**Excerto:**
>>>>>

Estando provado, no caso, que a quantidade líquida de heroína detida pelo recorrente excede o quíntuplo da quantidade de referência de uso diário dessa substância, fixada no mapa de quantidades em anexo à Lei n.o 17/2009, ele deve ser punido nos termos do art.o 8.o, n.o 1, por força sobretudo do n.o 2 do art.o 14.o dessa Lei (na sua nova redacção dada pela Lei n.o 10/2016, que entrou já vigor na data da acima referida conduta de detenção), e não nos rogados termos do art.o 11.o, n.o 1, da mesma Lei (na dita redacção nova), precisamente porque é o n.o 2 desse art.o 11.o que manda que na ponderação da ilicitude consideravelmente diminuída, nos termos do seu n.o 1, deve considerar-se especialmente o facto de a quantidade na disponibilidade do agente não exceder cinco vezes a quantidade constante do mapa.
O relator,
Chan Kuong Seng

Processo n.º 711/2018
(Autos de recurso penal)
Recorrente (arguido): A (A)



ACORDAM NO TRIBUNAL DE SEGUNDA INSTÂNCIA DA REGIÃO ADMINISTRATIVA ESPECIAL DE MACAU
I – RELATÓRIO
Por acórdão proferido a fls. 152 a 158v do Processo Comum Colectivo n.° CR3-18-0045-PCC do 3.o Juízo Criminal do Tribunal Judicial de Base, ficou condenado o arguido A, aí já melhor identificado, como autor material de um crime consumado de tráfico ilícito de estupefaciente p. e p. pelo art.o 8.o, n.o 1, da Lei n.o 17/2009, de 10 de Agosto (na redacção dada pela Lei n.o 10/2016, de 28 de Dezembro), na pena de seis anos de prisão, e de um crime consumado de detenção indevida de utensílio, na pena de seis meses de prisão, e, em cúmulo jurídico dessas duas penas, na pena única de seis anos e três meses de prisão.

<<<<<

**Entradas:**
>>>>>

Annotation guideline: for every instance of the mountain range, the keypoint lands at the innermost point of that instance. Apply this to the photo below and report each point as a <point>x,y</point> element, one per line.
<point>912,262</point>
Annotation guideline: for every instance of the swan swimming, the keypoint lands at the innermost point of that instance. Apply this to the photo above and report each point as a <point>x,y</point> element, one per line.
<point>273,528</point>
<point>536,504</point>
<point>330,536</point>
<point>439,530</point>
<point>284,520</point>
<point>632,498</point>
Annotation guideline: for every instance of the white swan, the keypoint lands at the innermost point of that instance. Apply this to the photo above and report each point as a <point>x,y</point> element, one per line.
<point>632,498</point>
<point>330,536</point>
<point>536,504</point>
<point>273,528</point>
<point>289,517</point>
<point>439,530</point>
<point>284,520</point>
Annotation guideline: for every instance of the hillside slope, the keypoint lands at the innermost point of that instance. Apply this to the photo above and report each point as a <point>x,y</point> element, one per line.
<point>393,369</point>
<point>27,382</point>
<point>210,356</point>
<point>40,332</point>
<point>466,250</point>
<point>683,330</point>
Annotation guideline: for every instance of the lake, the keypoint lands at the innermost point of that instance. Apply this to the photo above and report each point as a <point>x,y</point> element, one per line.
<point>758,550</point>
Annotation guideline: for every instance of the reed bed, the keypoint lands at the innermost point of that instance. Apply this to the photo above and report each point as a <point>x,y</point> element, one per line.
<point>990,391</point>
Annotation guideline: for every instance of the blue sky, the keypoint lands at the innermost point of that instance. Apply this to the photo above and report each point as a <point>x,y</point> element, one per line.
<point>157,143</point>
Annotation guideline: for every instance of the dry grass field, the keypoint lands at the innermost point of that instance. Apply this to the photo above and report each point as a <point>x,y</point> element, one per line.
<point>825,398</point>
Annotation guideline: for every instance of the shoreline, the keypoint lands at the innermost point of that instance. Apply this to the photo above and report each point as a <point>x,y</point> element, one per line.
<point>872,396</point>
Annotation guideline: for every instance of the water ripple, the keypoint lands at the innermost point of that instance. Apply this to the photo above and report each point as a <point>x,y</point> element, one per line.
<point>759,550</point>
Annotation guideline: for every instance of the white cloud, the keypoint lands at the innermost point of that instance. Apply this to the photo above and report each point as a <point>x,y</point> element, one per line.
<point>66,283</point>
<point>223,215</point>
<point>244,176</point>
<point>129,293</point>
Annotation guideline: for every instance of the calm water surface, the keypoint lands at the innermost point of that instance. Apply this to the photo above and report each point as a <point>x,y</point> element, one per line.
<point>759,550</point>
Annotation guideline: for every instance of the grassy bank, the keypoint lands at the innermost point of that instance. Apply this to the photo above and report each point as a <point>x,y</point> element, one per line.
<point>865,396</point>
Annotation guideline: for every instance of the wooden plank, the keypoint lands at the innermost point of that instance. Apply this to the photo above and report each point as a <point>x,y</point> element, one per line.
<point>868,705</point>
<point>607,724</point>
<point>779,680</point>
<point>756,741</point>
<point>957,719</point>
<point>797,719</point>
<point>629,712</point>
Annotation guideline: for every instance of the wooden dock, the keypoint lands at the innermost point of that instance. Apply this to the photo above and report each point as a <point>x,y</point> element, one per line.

<<<<<

**Enunciado:**
Responda com base no excerto do acórdão:
(a) Qual é o número do processo?
(b) Que lei deu nova redacção à Lei n.º 17/2009?
(c) Em que pena única foi condenado o arguido, em cúmulo jurídico?
Responda apenas com base no excerto.

**Resposta:**
(a) Processo n.º 711/2018.
(b) A Lei n.º 10/2016, de 28 de Dezembro.
(c) Seis anos e três meses de prisão.